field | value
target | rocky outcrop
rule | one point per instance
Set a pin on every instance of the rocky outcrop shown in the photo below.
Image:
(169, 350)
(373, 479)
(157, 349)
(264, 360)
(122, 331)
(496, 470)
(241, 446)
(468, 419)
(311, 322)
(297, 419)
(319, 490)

━━━

> _TASK BRIEF_
Copy the entries above, substituting "rock formation" for each occurrence of "rocky outcrop" and keeping everything else the same.

> _CORRECT OUTPUT_
field | value
target | rock formation
rule | one point per instance
Set a pin on every instance of the rock formation shown in the photo below.
Image:
(169, 350)
(373, 479)
(157, 349)
(264, 360)
(122, 331)
(496, 470)
(241, 446)
(468, 419)
(311, 322)
(297, 419)
(319, 490)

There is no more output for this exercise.